- IMD Business School
Alumni Stories · Start-up - Technology Management - Entrepreneurship

From zero to hero

Alumnus Søren Stig didn’t let a little thing like experience stop him from co-founding a lifesaving medical technology company that fights COVID-19 with robots.
June 2020

Not long ago, Søren Stig was a very worried man.

The COVID-19 crisis was quickly taking over Europe in March, and like his fellow Danes, Stig went into confinement. But rather than let fear overwhelm him, the IMD EMBA (2013) graduate decided to put his time and network to work on potential solutions.

“I felt frustrated and wanted to do my part in alleviating the crisis,” says Stig. “The situation called for creating something quickly and bringing it to scale.”

Almost immediately, one element of fighting the virus became very clear: testing. The process required an uncomfortable manual swab in the nose, mouth, or throat, by a doctor or nurse and was not only tedious, but dangerous due to the highly infectious nature of COVID-19.

“In order to properly diagnose and treat COVID-19, a safe, automatic test had to be developed,” says Stig. “We needed a technology that could properly swab a patient without putting the lives of our health care professionals at risk.”

No experience, no problem

Although he had no background in robotics – Stig spent two decades in the shipping industry – he set about engaging with those who did.

Robots are mother’s milk to the Mærsk Mc-Kinney Møller Institute at the University of Southern Denmark in Odense, which has the world’s most elite robotics research team In fact, the whole region is known as Robotics Alley for the more than 130 robotics companies with 3,900 employees that are located in its broad, flat plains.

At the Mærsk Mc-Kinney Møller Institute, professor Thiusius Rajeeth Savarimuthu had already begun working on a swab robot alongside Esben Østergaard, co-founder of Universal Robots and a legend in robotics start-ups. They quickly found common ground with Stig, and though lockdown prevented face-to-face meetings, they wasted no time.

Working from an existing industrial robot, the team transformed it into a one that performs swabs automatically.

The robot gently places a cotton swab in the patient’s mouth and secures a sample. It then packages it up in a clinical fashion and sends the sample off to the laboratory. The result is a fully automated test-taking process.

“This is an end-to-end solution that has the potential to transform testing,” explains Stig. “Not just for COVID-19, but for other viruses as well.”

The team spent a month working round-the-clock to develop the prototype.

Along with Esben Østergaard, it didn’t take long to secure investors; soon a Swedish impact foundation and the University of Southern Denmark were officially part of the venture.

“At the end of April, we built a commercial company – Lifeline Robotics – around the invention,” says Stig. “What’s incredible is that we did so without any of the co-founders actually meeting!”

With initial funding of $250,000, Lifeline Robotics has enough to cover 10 full-time staff. Additional funding is in place as it will require another month of intensive work to bring the robot to market, but this is where Stig’s experience really comes into play.

Stig honed his commercial acumen in nearly 20 years at Maersk, beginning as a management trainee and evolving into a high-level executive. But the height of his career, he decided to rethink his life and used a sabbatical to refocus. Stig took advantage of Maersk’s long-standing relationship with IMD and completed an EMBA in 2013.

Dataset content ▸
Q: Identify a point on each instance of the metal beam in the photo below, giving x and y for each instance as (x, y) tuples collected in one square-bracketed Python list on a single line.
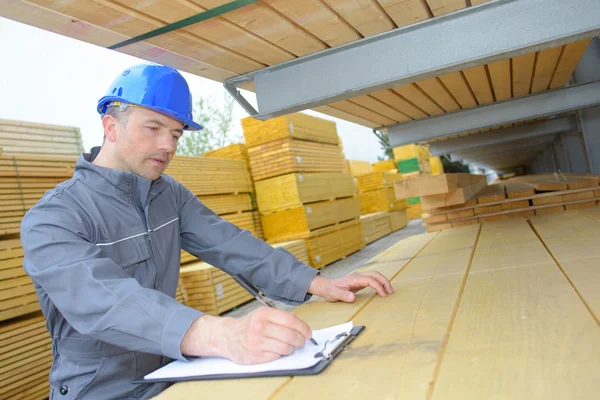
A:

* * *

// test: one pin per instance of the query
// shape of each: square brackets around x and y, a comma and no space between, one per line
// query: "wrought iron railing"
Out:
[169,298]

--

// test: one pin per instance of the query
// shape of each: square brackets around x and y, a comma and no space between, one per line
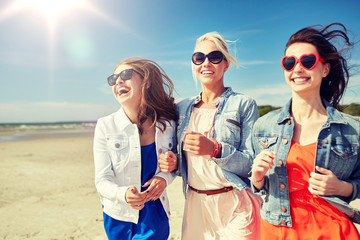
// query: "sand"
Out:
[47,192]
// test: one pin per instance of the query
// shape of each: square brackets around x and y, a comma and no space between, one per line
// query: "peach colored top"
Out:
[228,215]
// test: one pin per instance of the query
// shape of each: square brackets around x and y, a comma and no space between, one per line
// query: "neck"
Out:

Work instruction A ▸ Rewrite the paragraph of the IMD alumni story that begins "With initial funding of $250,000" in shorter form, keeping its main facts.
Work instruction B ▸ Return the passage of the IMD alumni story from "From zero to" to "on potential solutions.", copied word for word.

Written solution A ▸ Lifeline Robotics' initial funding of $250,000 covers 10 full-time staff. Additional funding is in place because another month of intensive work is needed to bring the robot to market, and here Stig's experience really comes into play.

Written solution B ▸
From zero to hero

Alumnus Søren Stig didn’t let a little thing like experience stop him from co-founding a lifesaving medical technology company that fights COVID-19 with robots.
June 2020

Not long ago, Søren Stig was a very worried man.

The COVID-19 crisis was quickly taking over Europe in March, and like his fellow Danes, Stig went into confinement. But rather than let fear overwhelm him, the IMD EMBA (2013) graduate decided to put his time and network to work on potential solutions.